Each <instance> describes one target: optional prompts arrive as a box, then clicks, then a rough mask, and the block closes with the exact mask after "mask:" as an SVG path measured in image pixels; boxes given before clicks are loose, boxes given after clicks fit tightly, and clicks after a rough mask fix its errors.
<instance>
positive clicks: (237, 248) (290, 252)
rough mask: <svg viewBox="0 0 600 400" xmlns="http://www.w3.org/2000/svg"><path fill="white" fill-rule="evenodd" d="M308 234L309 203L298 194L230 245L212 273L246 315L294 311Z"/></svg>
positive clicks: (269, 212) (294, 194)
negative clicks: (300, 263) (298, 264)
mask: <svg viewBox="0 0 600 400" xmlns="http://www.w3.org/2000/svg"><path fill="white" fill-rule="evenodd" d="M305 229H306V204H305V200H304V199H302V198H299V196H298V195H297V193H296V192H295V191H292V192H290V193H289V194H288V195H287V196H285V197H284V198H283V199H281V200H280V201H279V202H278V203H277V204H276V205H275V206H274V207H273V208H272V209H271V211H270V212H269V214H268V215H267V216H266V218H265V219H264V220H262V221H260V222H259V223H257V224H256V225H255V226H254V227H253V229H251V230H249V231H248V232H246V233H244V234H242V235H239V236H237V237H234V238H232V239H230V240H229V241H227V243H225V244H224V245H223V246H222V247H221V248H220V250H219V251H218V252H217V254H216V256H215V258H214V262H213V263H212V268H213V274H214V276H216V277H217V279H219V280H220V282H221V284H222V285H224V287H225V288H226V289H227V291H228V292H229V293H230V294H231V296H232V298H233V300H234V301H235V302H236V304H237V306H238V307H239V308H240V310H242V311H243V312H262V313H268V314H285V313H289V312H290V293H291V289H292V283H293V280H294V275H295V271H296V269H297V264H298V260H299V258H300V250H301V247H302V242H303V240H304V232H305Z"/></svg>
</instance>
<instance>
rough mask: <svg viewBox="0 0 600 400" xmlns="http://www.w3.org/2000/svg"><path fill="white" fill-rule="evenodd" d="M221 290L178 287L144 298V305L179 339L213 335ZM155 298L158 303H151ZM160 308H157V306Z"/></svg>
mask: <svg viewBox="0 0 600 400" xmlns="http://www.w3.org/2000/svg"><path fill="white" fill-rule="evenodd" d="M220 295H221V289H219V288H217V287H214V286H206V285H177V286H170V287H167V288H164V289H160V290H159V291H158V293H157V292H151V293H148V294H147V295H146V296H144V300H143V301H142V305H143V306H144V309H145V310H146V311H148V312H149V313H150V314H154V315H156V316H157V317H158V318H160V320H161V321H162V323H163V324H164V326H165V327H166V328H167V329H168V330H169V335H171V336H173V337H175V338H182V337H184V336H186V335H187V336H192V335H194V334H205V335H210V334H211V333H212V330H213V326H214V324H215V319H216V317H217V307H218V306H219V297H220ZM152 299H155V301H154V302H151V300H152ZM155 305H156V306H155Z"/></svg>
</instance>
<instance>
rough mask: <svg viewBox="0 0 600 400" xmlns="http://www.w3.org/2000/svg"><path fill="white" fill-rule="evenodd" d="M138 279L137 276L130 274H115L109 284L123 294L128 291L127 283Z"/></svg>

◇ ◇ ◇ ◇ ◇ ◇ ◇

■ TASK GOAL:
Can you copy all of the lines above character for character, leaving nothing out and changing nothing?

■ RESULT OF THE EXERCISE:
Each <instance> describes one target: optional prompts arrive as a box, then clicks, then a rough mask, and the block closes with the exact mask after "mask:" as an SVG path measured in image pixels; boxes given before clicks are loose, boxes given after clicks fit tightly, and clicks after a rough mask fix its errors.
<instance>
positive clicks: (237, 248) (290, 252)
rough mask: <svg viewBox="0 0 600 400" xmlns="http://www.w3.org/2000/svg"><path fill="white" fill-rule="evenodd" d="M308 234L309 203L298 194L230 245L212 273L246 315L294 311Z"/></svg>
positive clicks: (269, 212) (294, 194)
negative clicks: (300, 263) (298, 264)
mask: <svg viewBox="0 0 600 400" xmlns="http://www.w3.org/2000/svg"><path fill="white" fill-rule="evenodd" d="M305 229H306V204H305V200H304V199H302V198H299V196H298V195H297V193H296V192H295V191H292V192H290V193H289V194H288V195H287V196H285V197H284V198H283V199H281V200H280V201H279V202H278V203H277V204H276V205H275V206H274V207H273V208H272V209H271V211H270V212H269V214H268V215H267V216H266V218H265V219H264V220H262V221H260V222H259V223H257V224H256V225H255V226H254V227H253V229H251V230H249V231H248V232H246V233H244V234H242V235H239V236H237V237H234V238H232V239H230V240H229V241H227V243H225V244H224V245H223V246H222V247H221V248H220V250H219V251H218V252H217V254H216V256H215V258H214V262H213V263H212V268H213V274H214V276H216V277H217V279H219V280H220V282H221V284H222V285H224V287H225V288H226V289H227V291H228V292H229V293H230V294H231V296H232V298H233V300H234V301H235V302H236V304H237V306H238V307H239V308H240V310H242V311H243V312H262V313H268V314H285V313H289V312H290V293H291V289H292V283H293V280H294V275H295V271H296V269H297V264H298V260H299V258H300V250H301V247H302V242H303V240H304V232H305Z"/></svg>
</instance>
<instance>
rough mask: <svg viewBox="0 0 600 400" xmlns="http://www.w3.org/2000/svg"><path fill="white" fill-rule="evenodd" d="M221 290L178 287L144 298V305L179 339L213 335ZM155 298L158 303H151ZM160 308H157V306Z"/></svg>
mask: <svg viewBox="0 0 600 400" xmlns="http://www.w3.org/2000/svg"><path fill="white" fill-rule="evenodd" d="M220 295H221V289H219V288H217V287H214V286H206V285H177V286H170V287H167V288H164V289H160V290H159V291H158V293H157V292H151V293H148V294H147V295H146V296H144V300H143V301H142V305H143V306H144V309H145V310H146V311H148V312H149V313H150V314H154V315H156V316H157V317H158V318H160V320H161V321H162V323H163V324H164V326H165V327H166V328H167V329H168V330H169V335H171V336H173V337H175V338H182V337H184V336H186V335H187V336H192V335H194V334H205V335H210V334H211V333H212V330H213V326H214V324H215V319H216V317H217V307H218V306H219V297H220ZM152 299H155V301H154V302H151V300H152ZM155 305H156V306H155Z"/></svg>
</instance>
<instance>
rough mask: <svg viewBox="0 0 600 400" xmlns="http://www.w3.org/2000/svg"><path fill="white" fill-rule="evenodd" d="M138 279L137 276L130 274H115L109 284L123 294L128 291L127 283Z"/></svg>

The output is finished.